» **Work task**: All records that follow are to be copied exactly, with images omitted.

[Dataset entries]

Segment Open

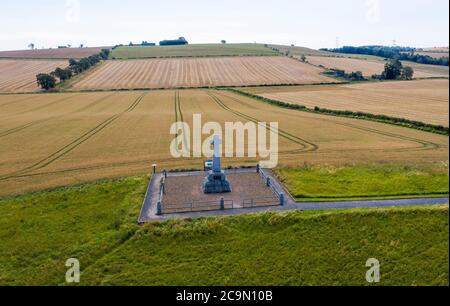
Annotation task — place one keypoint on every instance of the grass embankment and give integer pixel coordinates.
(426, 127)
(196, 50)
(365, 182)
(97, 224)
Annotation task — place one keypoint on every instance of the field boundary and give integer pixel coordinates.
(426, 127)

Segment Closed

» **Solved problem**:
Annotation task — place one keypoint on every instance of the grass embankment and give integer pixel coordinates.
(426, 127)
(196, 50)
(365, 182)
(97, 224)
Annotation task — place one keypoint on every instance of the field boundary and give integer pixel coordinates.
(426, 127)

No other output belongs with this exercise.